* [TEXTE FOURNI]
═══

Arrêt n°
du 8/02/2023
N° RG 22/01151
MLS/FJ
Formule exécutoire le :
à :
COUR D'APPEL DE REIMS
CHAMBRE SOCIALE
Arrêt du 8 février 2023
APPELANTE :
d'un jugement rendu le 2 mai 2022 par le Tribunal paritaire des baux ruraux de CHALONS EN CHAMPAGNE (n° 21/00613)
Madame [N], [T], [L] [R] veuve [X]
[Adresse 1]
[Localité 4]
représentée par Me Ingrid MILTAT, avocat au barreau de REIMS
INTIMÉ :
Monsieur [O] [R]
[Adresse 2]
[Localité 4]
représenté par la SELAS DEVARENNE ASSOCIES GRAND EST, avocats au barreau de REIMS
DÉBATS :
A l'audience publique du 12 décembre 2022, où l'affaire a été mise en délibéré au 8 février 2023, Madame Christine ROBERT-WARNET, président de chambre, et Madame Marie-Lisette SAUTRON, conseiller, chargés d'instruire l'affaire, ont entendu les plaidoiries en application de l'article 945-1 du code de procédure civile, les parties ne s'y étant pas opposées, et en ont rendu compte à la cour dans son délibéré.

═══

Lignes de jeu de données sur l'emplacement des objets:

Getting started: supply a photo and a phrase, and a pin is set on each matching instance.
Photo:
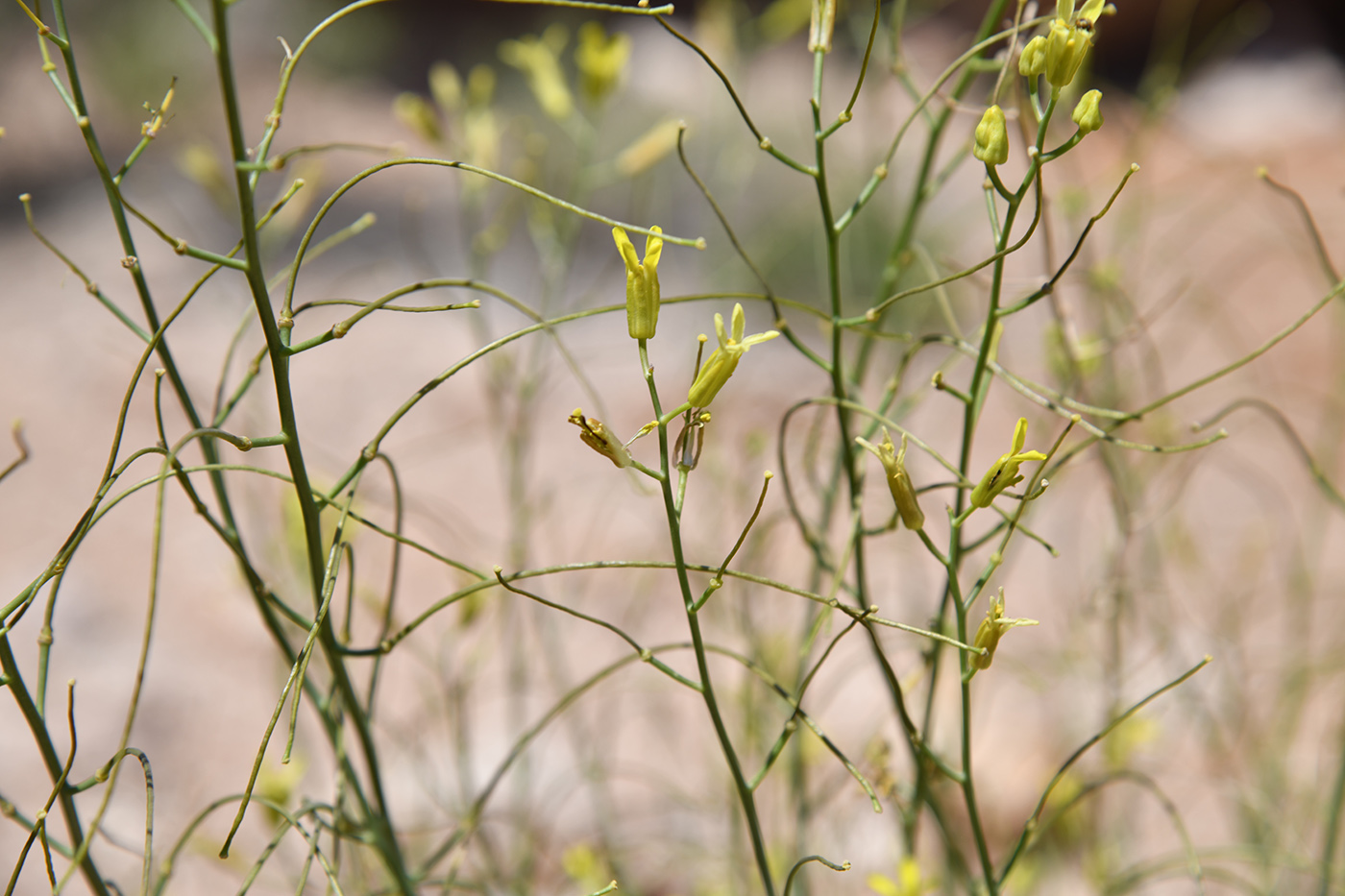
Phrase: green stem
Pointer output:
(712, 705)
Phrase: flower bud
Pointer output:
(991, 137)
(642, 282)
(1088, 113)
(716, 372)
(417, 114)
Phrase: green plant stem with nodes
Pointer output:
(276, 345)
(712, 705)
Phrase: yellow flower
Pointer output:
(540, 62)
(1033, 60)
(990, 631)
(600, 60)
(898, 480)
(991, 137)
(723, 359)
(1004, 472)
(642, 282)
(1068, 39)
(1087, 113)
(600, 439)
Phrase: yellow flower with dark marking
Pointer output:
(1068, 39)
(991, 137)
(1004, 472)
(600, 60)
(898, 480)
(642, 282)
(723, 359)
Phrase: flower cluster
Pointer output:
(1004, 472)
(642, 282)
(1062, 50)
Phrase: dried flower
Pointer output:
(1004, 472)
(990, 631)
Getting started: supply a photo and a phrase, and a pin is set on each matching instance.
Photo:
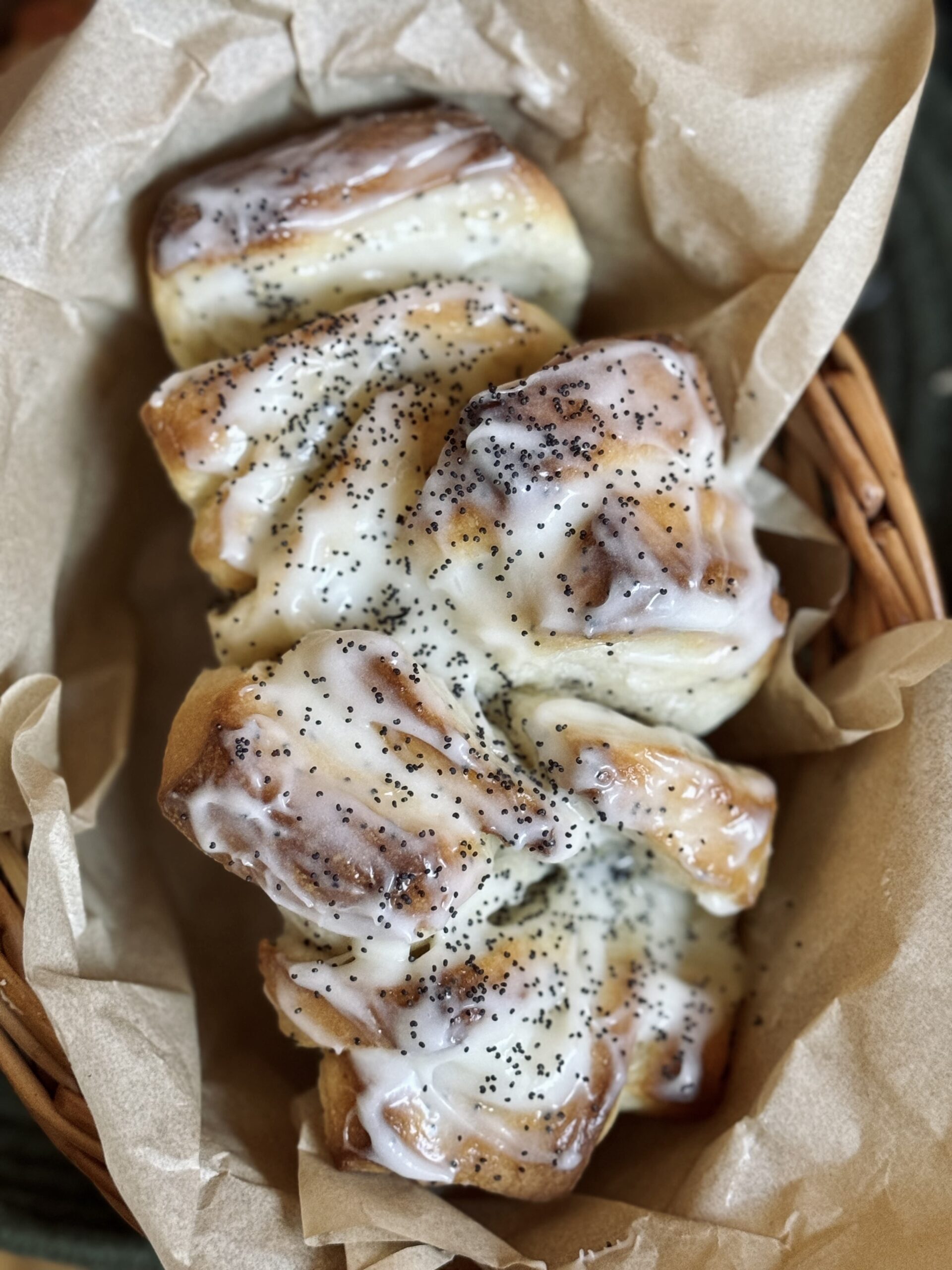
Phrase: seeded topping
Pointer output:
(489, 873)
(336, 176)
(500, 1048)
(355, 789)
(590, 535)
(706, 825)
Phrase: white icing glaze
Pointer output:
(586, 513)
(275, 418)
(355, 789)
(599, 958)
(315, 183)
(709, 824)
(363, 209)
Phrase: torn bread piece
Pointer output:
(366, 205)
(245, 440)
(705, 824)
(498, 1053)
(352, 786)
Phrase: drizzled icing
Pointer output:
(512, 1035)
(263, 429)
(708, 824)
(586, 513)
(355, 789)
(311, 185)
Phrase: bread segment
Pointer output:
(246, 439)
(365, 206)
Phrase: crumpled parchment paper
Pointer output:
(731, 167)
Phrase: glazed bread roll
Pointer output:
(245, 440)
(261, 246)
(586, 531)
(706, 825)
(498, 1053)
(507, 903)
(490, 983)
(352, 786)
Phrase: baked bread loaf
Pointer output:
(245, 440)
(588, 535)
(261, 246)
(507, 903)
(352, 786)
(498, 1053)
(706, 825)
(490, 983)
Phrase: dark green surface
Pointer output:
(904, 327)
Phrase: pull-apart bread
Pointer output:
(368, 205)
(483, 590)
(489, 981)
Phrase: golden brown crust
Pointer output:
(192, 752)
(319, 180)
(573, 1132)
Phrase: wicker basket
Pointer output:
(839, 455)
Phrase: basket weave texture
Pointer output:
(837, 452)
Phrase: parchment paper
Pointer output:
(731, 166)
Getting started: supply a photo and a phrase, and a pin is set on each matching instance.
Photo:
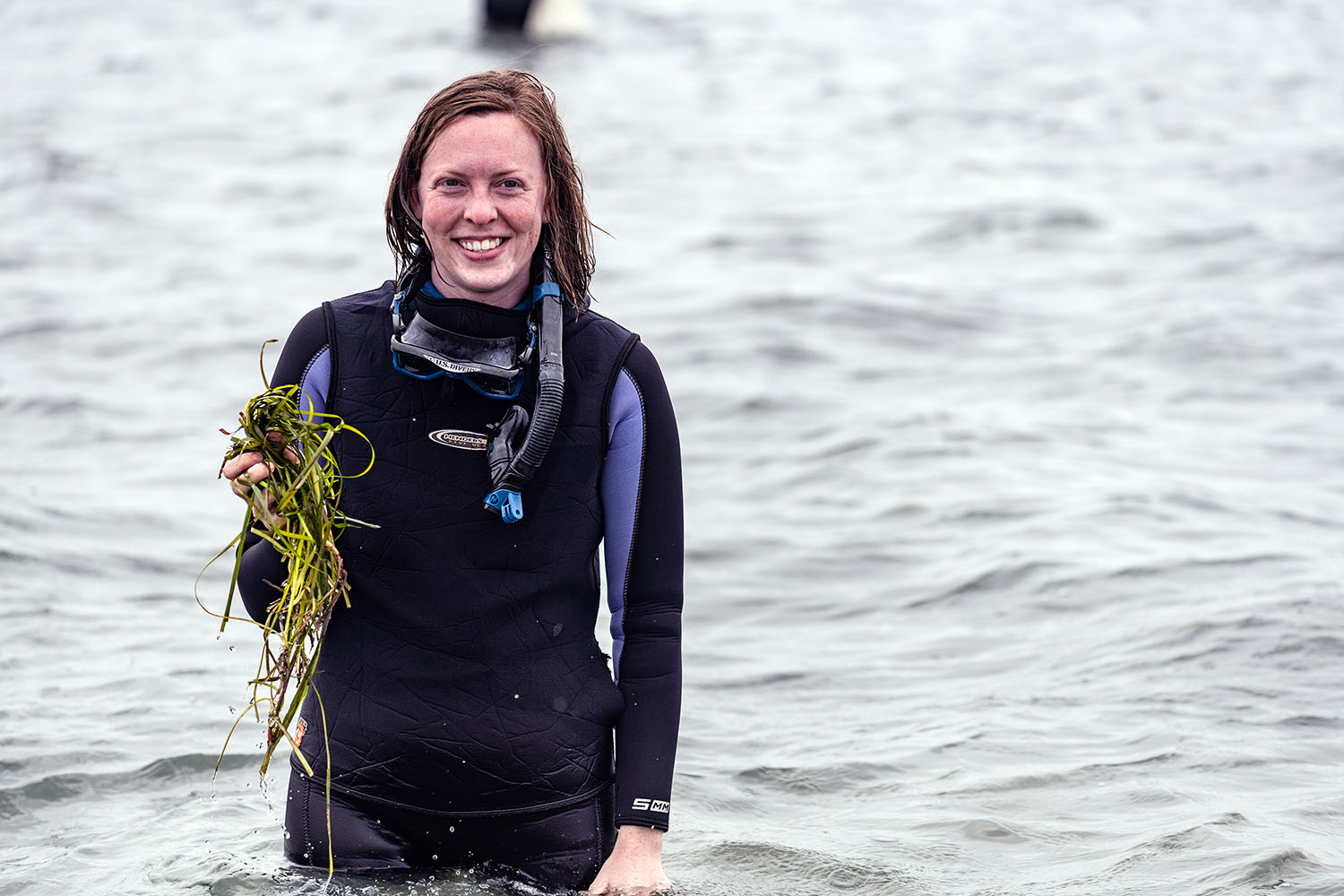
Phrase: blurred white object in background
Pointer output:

═══

* [EXERCICES]
1. Traduisez en anglais cette phrase de l'arrêt de la cour d'appel de Reims : « A l'audience publique du 12 décembre 2022, où l'affaire a été mise en délibéré au 8 février 2023, Madame Christine ROBERT-WARNET, président de chambre, et Madame Marie-Lisette SAUTRON, conseiller, chargés d'instruire l'affaire, ont entendu les plaidoiries en application de l'article 945-1 du code de procédure civile, les parties ne s'y étant pas opposées, et en ont rendu compte à la cour dans son délibéré. »
2. Reprenez l'arrêt de la cour d'appel de Reims là où il s'arrête et poursuivez-le.

* [RÉPONSES DANS L'ORDRE]
1. At the public hearing of December 12, 2022, at which the case was reserved for deliberation until February 8, 2023, Ms. Christine ROBERT-WARNET, presiding judge of the chamber, and Ms. Marie-Lisette SAUTRON, judge, who were responsible for preparing the case, heard the oral arguments pursuant to article 945-1 of the Code of Civil Procedure, the parties not having objected, and reported on them to the court during its deliberations.

2.
COMPOSITION DE LA COUR lors du délibéré :
Madame Christine ROBERT-WARNET, président
Madame Marie-Lisette SAUTRON, conseiller
Madame Marie-Laure BERTHELOT, conseiller
GREFFIER lors des débats :
Monsieur Francis JOLLY, greffier
ARRÊT :
Prononcé publiquement par mise à disposition de l'arrêt au greffe de la cour d'appel, les parties en ayant été préalablement avisées dans les conditions prévues au deuxième alinéa de l'article 450 du code de procédure civile, et signé par Madame Marie-Lisette SAUTRON, conseiller en remplacement du président régulièrement empêché, et Monsieur Francis JOLLY, greffier, auquel la minute de la décision a été remise par le magistrat signataire.
* * * * *
Exposé des faits :
Selon acte authentique de donation-partage du 5 mai 1989, Madame [N] [R] a été attributaire d'une parcelle de terre située à [Localité 4] (51) lieu-dit «les gres » cadastrée section ZD n°[Cadastre 3] d'une contenance de 71 a 90 ca, louée selon bail verbal à Monsieur [O] [R].
Par acte extrajudiciaire du 7 février 2012, Madame [N] [R] a fait délivrer au preneur congé aux fins de reprise personnelle pour le 1er décembre 2013, congé que le preneur a contesté devant le tribunal paritaire des baux ruraux de Châlons en Champagne.
Par jugement du 26 août 2013, le tribunal a validé le congé.
Par arrêt du 24 septembre 2014, la cour d'appel de Reims a infirmé le jugement.
Par arrêt du 17 mars 2016, la cour de cassation a cassé et annulé l'arrêt de la cour d'appel de Reims et renvoyé l'affaire devant la cour d'appel d'Amiens.
Par arrêt confirmatif du 7 juin 2018, la cour d'appel d'Amiens a définitivement validé le congé.
Après ordonnance de référé du 1er août 2018 ordonnant, sous astreinte, la libération de la parcelle et autorisant à défaut l'expulsion du preneur, la parcelle a été libérée le 23 août 2018.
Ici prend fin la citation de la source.